__What is expected__
Output every entry exactly as written.

----------

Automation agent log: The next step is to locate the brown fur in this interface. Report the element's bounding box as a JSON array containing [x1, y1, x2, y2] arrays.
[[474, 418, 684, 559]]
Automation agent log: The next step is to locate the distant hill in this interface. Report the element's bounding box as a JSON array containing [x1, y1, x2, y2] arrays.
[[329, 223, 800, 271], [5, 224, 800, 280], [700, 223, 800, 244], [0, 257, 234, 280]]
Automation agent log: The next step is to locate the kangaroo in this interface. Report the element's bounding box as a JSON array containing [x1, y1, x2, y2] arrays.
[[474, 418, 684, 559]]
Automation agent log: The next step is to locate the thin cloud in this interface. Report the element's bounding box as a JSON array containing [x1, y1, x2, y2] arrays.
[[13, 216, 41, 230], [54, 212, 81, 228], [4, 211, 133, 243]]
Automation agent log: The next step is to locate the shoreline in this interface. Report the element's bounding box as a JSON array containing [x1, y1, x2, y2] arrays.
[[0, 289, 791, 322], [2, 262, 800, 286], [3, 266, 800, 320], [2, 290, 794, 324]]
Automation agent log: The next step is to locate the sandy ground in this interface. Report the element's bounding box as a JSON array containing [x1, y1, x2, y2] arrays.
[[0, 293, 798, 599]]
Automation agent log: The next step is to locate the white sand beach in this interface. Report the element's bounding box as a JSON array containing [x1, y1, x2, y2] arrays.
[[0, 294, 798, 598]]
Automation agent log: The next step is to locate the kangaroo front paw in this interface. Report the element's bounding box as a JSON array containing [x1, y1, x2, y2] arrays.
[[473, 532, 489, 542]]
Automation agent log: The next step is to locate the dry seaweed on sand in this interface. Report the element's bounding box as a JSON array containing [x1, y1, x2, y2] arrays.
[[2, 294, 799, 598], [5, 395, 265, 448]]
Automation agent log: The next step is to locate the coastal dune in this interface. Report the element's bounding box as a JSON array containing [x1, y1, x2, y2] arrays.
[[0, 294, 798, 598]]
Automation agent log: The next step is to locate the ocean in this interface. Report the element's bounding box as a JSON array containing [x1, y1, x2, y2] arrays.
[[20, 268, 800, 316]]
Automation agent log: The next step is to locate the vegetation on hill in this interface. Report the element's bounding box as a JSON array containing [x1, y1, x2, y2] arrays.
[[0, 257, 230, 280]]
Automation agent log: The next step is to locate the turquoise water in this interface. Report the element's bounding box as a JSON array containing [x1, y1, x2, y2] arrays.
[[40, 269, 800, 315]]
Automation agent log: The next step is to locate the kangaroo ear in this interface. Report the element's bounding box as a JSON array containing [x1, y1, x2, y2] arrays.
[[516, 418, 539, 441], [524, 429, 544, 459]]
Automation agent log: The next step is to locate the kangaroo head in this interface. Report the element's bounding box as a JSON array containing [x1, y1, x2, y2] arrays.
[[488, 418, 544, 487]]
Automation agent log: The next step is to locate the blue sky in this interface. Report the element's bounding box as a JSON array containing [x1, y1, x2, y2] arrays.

----------

__Reply to the task__
Automation agent log: The next step is to locate the brown fur in this interface. Report the element's bounding box as a JSON array containing [x1, y1, x2, y2] arrays.
[[474, 418, 684, 559]]
Automation agent log: The next step is to locate the distant hill in this interface. Report the element's bounding box as a JSON array containing [x1, y1, x2, y2] arrays.
[[329, 223, 800, 271], [5, 224, 800, 280], [700, 223, 800, 244], [0, 257, 234, 280]]
Automation agent log: The next step is to locate the kangaroo in this interface. Report the element's bounding box as a JSON array containing [x1, y1, x2, y2] arrays.
[[474, 418, 684, 559]]
Automation agent log: The next step is to locate the thin cloud in this interface. Report the element's bounding box as a JSON array containing [x1, y1, x2, y2] arrays.
[[13, 216, 41, 230], [54, 212, 81, 228], [4, 211, 133, 243]]
Automation agent log: The next step is to locate the shoreline in this interface. Report the element's bounding box as a JSON array containing [x1, y1, x2, y2] arrays.
[[0, 289, 791, 322], [2, 262, 800, 286], [3, 266, 800, 320], [2, 290, 794, 324]]
Automation agent log: The next step is to locate the sandy ground in this interface. Report the element's bounding box as a JSON array containing [x1, y1, x2, y2] arrays.
[[0, 293, 798, 599]]
Automation agent log: The next step is to locate the white sand beach in this interface. Report the element's bounding box as a JSON array containing [x1, y1, x2, y2] arrays.
[[0, 294, 798, 598]]
Automation agent log: The next step is to locate the kangaroo front paw in this interface. Report the element's bounding box as a JSON array containing [x1, y1, x2, y2] arrays.
[[473, 532, 489, 542]]
Automation agent log: The next step is to locate the dry seaweed on sand in this interface. Report the element's bounding box as a JSON array containing [x1, y1, x2, y2] arrays.
[[2, 294, 799, 598], [5, 395, 265, 448]]
Automation agent log: The next step is to locate the coastal dune in this interface. Report the element's bounding box as a JSON array containing [x1, y1, x2, y2] arrays.
[[0, 294, 798, 598]]
Automation agent log: The next step is to locate the ocean in this interface. Report the element's bounding box as a JSON array containing [x1, y1, x2, y2] arrays.
[[20, 268, 800, 316]]
Automation agent log: The next step is to locate the vegetation on hill in this interface. Report the element's bounding box as a JSON array containing [x1, y1, x2, y2] arrays.
[[0, 257, 230, 280]]
Automation agent log: The next step is to locate the turquoise water in this interface. Report the element's bounding box as a JSON array containing [x1, y1, x2, y2] arrays.
[[40, 269, 800, 315]]
Automation agent log: The next step is to locate the kangaroo ear in this interface. Report the element's bounding box as a JSON array containing [x1, y1, x2, y2] arrays.
[[516, 418, 539, 441], [524, 429, 544, 459]]
Automation agent log: The next step is to locate the kangaroo head in this interface. Report the element's bounding box as a JSON array containing [x1, y1, x2, y2] arrays.
[[488, 418, 544, 487]]
Automation agent log: The next step is to locate the blue sky in this interface. Report the element's bounding box as a JSON array containing [x1, y1, x2, y2] arrays.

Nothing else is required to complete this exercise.